:: Цитируемый текст

В самом деле, зайдя в лавку к татарскому купцу, горожанин мог купить любой товар на вес. Хоть фунт, хоть полфунта, хоть и вовсе пару-тройку золотников[5]. Причем товары эти отличались отменным качеством, и были разложены на полках так искусно, что просто глаз не отвести. Казалось, они так и просят, чтобы их купили… В итоге редкий посетитель лавки, где торговал купец-татарин, не выходил из нее с пустыми руками. Вдобавок, постоянным покупателям цена сбавлялась… Таким образом, не ведая о так называемом мерчандайзинге[6], сметливые татарские купцы успешно применяли его принципы на практике. В то время как русские купцы по старинке продавали товары только упаковками. Вдобавок, норовили то обвесить покупателя, то ловко всучить ему подпорченный продукт. Ведь испокон веков торговля на обмане стоит. Не обманешь — не продашь. Да где татарве это понять?!

::::

Продолжите текст о торговле татарских купцов, начав сразу после его последнего предложения.

:: Сохранённые данные

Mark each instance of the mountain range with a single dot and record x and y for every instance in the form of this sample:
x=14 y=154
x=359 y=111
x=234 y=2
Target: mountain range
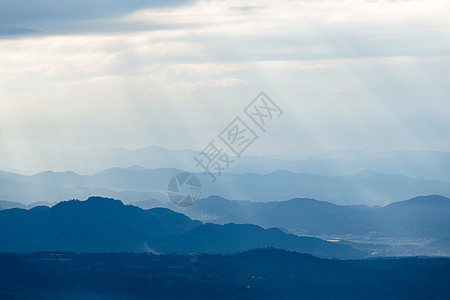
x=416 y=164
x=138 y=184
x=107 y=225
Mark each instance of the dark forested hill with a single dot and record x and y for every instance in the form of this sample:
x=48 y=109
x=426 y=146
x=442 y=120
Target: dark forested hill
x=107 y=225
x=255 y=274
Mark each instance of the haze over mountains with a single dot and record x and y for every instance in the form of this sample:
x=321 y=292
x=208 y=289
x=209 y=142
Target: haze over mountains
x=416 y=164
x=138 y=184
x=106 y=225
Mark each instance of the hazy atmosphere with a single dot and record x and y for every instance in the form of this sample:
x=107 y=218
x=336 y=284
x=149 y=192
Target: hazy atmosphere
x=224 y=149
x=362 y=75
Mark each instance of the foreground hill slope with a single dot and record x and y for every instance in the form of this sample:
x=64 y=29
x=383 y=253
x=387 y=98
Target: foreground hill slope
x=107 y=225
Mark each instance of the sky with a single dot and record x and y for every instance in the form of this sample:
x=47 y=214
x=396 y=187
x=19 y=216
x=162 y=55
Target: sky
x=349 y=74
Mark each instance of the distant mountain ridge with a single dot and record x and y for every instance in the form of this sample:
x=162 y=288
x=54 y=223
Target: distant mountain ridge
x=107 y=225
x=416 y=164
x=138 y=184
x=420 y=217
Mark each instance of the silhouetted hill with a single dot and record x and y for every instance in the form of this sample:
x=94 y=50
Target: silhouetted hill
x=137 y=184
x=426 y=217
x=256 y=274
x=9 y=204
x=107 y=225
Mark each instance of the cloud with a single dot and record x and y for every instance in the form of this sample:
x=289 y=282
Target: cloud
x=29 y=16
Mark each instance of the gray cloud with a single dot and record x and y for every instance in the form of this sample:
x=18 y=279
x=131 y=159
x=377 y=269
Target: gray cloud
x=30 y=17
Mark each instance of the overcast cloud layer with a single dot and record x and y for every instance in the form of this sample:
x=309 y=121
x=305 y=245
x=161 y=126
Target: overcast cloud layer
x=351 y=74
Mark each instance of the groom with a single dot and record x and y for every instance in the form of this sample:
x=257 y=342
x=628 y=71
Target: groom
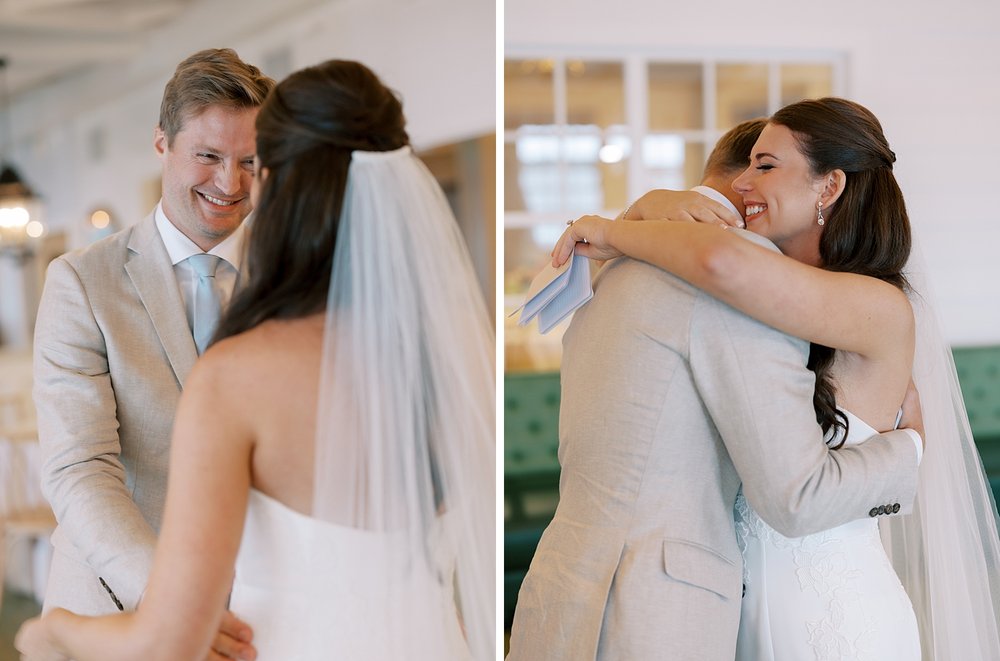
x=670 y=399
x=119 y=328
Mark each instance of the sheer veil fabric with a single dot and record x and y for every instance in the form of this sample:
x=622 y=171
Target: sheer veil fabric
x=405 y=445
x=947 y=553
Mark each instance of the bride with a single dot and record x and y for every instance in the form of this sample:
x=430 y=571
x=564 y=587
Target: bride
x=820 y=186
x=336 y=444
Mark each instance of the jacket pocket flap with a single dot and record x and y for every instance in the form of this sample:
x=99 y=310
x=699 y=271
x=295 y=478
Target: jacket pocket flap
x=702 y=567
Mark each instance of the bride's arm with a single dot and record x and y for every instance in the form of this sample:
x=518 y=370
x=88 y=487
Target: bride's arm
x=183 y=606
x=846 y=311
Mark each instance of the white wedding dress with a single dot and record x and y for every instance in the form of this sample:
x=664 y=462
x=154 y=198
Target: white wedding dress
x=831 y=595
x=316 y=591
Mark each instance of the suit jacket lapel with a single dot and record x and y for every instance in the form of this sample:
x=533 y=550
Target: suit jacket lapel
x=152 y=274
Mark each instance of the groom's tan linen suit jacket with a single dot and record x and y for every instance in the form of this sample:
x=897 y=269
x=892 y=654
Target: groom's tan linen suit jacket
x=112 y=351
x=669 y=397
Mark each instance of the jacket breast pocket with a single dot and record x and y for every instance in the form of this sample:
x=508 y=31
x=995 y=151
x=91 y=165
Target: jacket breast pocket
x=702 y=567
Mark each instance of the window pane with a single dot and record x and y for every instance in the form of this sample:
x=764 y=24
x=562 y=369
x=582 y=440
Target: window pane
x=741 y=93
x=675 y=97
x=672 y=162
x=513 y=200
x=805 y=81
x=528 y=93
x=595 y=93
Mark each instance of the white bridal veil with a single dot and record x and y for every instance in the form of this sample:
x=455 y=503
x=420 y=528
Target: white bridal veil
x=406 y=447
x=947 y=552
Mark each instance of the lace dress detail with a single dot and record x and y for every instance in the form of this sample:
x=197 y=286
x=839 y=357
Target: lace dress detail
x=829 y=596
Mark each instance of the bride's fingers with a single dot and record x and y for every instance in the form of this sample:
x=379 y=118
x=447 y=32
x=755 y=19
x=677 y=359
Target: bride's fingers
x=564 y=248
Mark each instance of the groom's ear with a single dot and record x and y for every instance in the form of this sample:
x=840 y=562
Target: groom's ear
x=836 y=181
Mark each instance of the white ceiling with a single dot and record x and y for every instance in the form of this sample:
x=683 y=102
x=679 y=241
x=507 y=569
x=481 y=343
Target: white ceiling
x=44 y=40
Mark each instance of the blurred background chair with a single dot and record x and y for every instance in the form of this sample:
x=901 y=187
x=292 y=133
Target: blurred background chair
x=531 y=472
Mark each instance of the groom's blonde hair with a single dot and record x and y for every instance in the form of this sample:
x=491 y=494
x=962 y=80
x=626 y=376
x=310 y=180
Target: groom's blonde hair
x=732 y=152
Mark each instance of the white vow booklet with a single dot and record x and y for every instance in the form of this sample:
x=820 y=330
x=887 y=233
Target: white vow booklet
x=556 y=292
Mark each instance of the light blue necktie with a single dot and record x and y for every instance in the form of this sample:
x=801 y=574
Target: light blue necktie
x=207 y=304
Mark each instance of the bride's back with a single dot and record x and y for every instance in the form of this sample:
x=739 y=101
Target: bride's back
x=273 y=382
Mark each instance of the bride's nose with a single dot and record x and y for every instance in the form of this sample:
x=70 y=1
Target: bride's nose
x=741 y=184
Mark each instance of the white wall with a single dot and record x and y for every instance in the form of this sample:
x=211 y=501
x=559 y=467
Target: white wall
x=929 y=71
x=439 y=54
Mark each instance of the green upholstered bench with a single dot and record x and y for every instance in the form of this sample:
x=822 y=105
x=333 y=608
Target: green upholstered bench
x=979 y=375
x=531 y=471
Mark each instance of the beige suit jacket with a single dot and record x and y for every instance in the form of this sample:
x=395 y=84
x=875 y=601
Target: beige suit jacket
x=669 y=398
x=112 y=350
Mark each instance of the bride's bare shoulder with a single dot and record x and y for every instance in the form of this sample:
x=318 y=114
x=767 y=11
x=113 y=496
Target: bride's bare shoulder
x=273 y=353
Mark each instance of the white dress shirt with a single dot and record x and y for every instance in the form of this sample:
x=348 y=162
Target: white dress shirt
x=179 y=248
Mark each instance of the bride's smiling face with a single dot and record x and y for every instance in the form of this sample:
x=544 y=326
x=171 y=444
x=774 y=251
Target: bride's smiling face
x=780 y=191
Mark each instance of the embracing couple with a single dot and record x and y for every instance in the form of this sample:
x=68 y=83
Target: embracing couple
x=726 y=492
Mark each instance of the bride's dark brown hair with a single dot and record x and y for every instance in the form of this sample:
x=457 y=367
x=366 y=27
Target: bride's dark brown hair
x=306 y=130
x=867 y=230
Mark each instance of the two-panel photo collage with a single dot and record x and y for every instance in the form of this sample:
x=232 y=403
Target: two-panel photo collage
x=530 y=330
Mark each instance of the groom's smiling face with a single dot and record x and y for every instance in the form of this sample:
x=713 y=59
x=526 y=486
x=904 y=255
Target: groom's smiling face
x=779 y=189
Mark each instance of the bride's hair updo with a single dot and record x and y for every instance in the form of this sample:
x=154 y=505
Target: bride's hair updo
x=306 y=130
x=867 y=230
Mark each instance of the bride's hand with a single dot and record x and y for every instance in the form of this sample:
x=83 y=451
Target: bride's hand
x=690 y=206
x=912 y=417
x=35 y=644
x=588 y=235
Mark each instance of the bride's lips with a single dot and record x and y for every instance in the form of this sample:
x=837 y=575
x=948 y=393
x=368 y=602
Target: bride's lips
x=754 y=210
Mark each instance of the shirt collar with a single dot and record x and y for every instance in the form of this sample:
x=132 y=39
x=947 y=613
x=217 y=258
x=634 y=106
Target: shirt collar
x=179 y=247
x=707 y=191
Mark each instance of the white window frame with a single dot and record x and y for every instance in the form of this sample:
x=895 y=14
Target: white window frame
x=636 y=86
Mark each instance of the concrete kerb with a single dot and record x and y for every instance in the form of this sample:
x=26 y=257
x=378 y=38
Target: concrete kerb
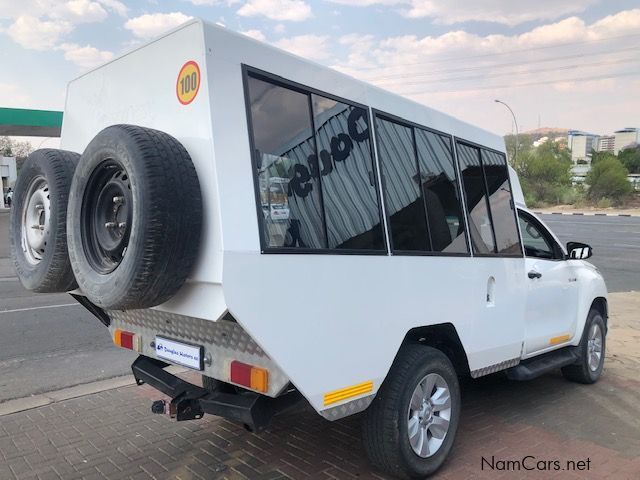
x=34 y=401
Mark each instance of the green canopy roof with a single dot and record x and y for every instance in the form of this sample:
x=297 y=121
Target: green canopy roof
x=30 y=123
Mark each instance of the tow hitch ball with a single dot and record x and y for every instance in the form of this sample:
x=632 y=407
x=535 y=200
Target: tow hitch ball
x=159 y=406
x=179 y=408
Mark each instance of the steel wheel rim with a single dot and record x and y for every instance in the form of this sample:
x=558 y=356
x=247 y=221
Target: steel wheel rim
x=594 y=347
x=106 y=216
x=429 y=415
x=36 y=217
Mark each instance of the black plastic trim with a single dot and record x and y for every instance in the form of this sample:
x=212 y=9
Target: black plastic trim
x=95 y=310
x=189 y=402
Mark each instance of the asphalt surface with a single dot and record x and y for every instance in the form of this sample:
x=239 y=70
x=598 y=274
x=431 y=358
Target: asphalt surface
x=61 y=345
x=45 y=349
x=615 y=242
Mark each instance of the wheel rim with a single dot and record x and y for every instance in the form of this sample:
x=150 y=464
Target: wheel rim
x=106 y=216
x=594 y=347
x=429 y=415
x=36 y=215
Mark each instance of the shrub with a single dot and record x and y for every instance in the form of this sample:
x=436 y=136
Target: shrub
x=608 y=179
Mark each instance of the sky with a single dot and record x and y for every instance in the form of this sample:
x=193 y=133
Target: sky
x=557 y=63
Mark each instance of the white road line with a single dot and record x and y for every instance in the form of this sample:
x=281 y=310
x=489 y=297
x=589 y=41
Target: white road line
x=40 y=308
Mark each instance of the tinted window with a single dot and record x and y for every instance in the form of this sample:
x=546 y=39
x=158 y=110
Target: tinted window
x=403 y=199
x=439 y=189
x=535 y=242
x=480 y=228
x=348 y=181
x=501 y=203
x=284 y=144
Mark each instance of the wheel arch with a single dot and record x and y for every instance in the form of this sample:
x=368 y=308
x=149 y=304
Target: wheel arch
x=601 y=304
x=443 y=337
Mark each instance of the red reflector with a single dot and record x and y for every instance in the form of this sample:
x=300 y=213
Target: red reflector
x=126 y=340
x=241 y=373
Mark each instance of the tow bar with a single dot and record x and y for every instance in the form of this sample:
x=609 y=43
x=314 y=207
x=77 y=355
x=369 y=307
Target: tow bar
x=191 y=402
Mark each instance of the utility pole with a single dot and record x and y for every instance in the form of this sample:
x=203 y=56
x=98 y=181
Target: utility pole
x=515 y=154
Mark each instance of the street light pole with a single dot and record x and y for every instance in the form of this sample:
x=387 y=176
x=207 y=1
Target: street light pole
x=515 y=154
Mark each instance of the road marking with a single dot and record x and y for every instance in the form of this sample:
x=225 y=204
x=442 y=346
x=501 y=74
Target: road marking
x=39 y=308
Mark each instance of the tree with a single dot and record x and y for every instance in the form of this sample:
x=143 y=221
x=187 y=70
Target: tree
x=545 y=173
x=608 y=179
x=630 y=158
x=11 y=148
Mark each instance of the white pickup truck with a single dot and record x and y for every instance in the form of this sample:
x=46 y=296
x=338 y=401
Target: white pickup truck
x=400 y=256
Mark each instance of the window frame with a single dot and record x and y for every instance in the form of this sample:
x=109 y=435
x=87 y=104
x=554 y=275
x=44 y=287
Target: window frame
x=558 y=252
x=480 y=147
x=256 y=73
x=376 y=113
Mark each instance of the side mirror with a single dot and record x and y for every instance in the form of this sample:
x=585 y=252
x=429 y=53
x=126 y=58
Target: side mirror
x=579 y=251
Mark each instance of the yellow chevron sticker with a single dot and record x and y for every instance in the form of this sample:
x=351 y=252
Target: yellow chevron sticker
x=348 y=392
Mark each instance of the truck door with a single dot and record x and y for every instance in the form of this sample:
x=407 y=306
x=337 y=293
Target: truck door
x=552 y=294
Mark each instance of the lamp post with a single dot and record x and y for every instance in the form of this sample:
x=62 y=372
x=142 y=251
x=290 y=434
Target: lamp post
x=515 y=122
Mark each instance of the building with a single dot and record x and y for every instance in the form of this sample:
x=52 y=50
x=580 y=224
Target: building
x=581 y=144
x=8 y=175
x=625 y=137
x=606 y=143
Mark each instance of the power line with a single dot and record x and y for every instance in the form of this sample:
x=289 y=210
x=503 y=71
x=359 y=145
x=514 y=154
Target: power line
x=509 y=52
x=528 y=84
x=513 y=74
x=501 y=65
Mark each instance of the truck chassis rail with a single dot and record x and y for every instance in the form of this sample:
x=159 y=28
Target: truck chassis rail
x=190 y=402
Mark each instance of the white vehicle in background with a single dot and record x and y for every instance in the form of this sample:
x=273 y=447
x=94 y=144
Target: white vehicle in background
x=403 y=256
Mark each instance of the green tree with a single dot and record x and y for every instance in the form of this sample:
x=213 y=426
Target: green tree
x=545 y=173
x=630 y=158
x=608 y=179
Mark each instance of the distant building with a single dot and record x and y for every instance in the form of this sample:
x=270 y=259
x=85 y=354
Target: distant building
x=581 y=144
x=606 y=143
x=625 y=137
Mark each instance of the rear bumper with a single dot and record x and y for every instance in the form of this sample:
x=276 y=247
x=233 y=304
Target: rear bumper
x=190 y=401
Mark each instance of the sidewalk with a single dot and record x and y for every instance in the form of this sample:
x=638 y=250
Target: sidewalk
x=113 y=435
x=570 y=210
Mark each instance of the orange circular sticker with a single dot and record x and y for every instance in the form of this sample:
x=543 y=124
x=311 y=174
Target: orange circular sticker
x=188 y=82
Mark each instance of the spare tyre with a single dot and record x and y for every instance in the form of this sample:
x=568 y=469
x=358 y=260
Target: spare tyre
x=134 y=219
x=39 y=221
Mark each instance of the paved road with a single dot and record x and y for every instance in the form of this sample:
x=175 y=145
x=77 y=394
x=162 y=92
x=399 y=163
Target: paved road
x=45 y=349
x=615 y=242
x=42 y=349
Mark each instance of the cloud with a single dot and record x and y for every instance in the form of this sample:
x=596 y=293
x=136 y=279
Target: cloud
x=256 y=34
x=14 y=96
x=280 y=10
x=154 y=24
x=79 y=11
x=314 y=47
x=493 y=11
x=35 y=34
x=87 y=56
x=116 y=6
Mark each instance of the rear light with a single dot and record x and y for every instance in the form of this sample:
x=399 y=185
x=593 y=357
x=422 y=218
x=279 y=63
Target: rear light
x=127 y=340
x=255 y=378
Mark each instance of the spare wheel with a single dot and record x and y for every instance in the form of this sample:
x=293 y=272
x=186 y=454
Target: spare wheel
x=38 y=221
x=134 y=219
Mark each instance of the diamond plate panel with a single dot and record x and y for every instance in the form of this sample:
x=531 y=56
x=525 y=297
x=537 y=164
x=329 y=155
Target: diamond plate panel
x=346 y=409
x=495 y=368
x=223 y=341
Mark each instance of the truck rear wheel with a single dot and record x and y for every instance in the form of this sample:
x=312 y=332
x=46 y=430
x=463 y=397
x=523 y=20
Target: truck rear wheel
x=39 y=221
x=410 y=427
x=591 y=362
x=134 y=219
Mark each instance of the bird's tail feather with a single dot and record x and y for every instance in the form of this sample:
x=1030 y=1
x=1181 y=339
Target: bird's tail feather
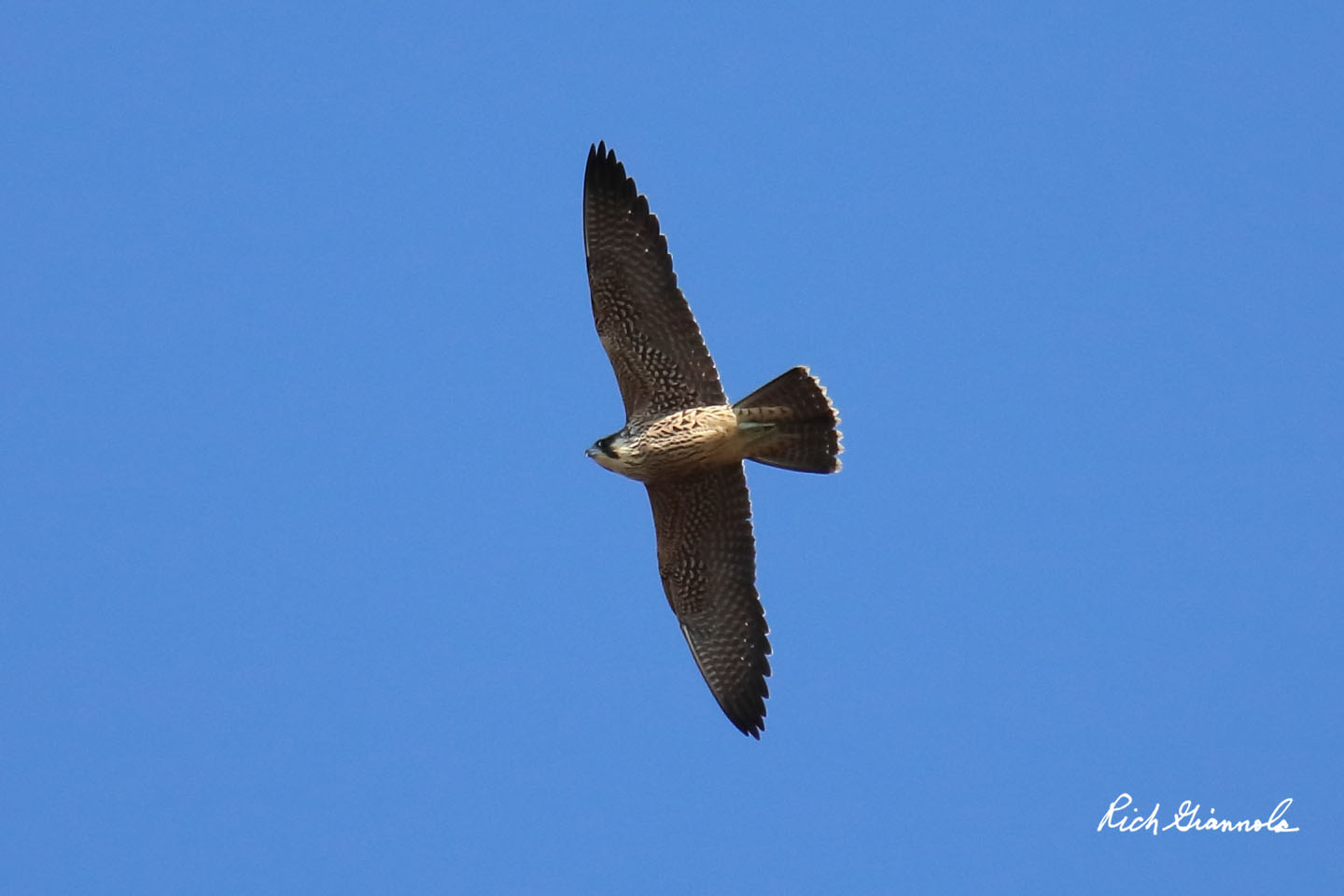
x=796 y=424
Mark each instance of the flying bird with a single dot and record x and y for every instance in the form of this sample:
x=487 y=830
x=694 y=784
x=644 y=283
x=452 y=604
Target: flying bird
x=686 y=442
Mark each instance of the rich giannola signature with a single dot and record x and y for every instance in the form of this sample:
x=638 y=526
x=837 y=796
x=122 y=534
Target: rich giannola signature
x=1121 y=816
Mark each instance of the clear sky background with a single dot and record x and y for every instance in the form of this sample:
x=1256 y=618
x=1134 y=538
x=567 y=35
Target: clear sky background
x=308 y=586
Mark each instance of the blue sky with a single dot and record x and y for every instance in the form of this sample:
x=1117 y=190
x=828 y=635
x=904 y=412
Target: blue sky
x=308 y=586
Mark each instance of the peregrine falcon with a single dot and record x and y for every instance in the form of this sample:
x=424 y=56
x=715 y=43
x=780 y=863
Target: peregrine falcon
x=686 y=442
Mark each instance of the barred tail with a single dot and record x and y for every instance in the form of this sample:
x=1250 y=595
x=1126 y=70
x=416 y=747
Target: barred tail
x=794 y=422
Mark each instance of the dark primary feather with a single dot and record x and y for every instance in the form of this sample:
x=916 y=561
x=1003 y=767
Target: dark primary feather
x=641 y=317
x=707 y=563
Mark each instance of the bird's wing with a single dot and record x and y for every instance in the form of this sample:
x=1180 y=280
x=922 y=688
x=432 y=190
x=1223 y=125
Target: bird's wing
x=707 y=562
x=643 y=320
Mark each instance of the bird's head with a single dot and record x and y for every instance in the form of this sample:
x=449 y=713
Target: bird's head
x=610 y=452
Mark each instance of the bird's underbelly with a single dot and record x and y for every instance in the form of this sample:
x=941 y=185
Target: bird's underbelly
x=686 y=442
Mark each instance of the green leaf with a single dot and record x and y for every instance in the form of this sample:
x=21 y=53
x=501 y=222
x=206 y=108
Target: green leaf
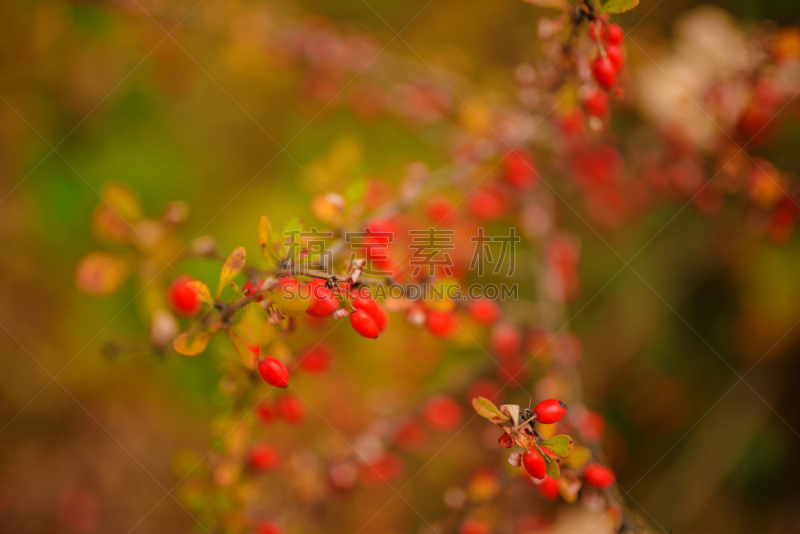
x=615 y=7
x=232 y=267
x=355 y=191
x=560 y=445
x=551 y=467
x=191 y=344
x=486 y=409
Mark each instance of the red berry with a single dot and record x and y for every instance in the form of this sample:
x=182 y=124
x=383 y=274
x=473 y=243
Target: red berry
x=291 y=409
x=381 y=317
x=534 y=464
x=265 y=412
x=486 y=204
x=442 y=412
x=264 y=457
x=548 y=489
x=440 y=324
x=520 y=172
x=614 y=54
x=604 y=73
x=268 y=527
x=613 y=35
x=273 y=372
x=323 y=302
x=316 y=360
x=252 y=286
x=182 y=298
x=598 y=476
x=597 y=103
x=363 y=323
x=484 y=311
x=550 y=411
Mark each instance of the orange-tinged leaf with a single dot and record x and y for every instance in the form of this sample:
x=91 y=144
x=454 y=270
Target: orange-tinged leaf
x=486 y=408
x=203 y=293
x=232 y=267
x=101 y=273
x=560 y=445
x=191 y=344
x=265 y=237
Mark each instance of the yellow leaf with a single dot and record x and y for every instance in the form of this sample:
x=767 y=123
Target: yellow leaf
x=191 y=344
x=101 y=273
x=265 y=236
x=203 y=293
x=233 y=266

::::

§ **Ответ ниже**:
Сколько раз почтенные михайловские купцы пытались объяснить неразумным татарам: неправильно они торгуют! А вот как надо делать…они так всегда поступают, и всегда остаются не в накладе — в барыше. Однако татарские купцы упрямо твердили им в ответ:

— Нам так нельзя. Аллах запретил.

И что же? В недолгом времени вся торговля так называемыми колониальными товарами, да, собственно, почти вся торговля в Михайловске перешла в руки купцов Галимовых, Бикинеевых и Ишемятовых. А их русские конкуренты, гнавшиеся за сиюминутным барышом, растеряв всех покупателей, разорились вчистую. Ведь обман, особенно наглый и откровенный обман, никому не по нраву…

Впрочем, татарские купцы, даже войдя в силу, не изменили своим правилам торговли. И мудро сочетали заботы о собственной выгоде с заботами, так сказать, об общественной пользе. Они помогали деньгами и продуктами городским богадельням и сиротским приютам, благоустраивали городское кладбище, где погребали иноверцев, и часть которого была отведена для захоронения магометан. Мало того: они охотно покровительствовали различным нововведениям. Например, купцы Бикинеевы потратились на пуск в Михайловске трамваев. Могли ли в таком случае городские власти не уважить просьбу почтенных благотворителей о том, чтобы трамвайные остановки были расположены рядом с их лавками и магазинами?..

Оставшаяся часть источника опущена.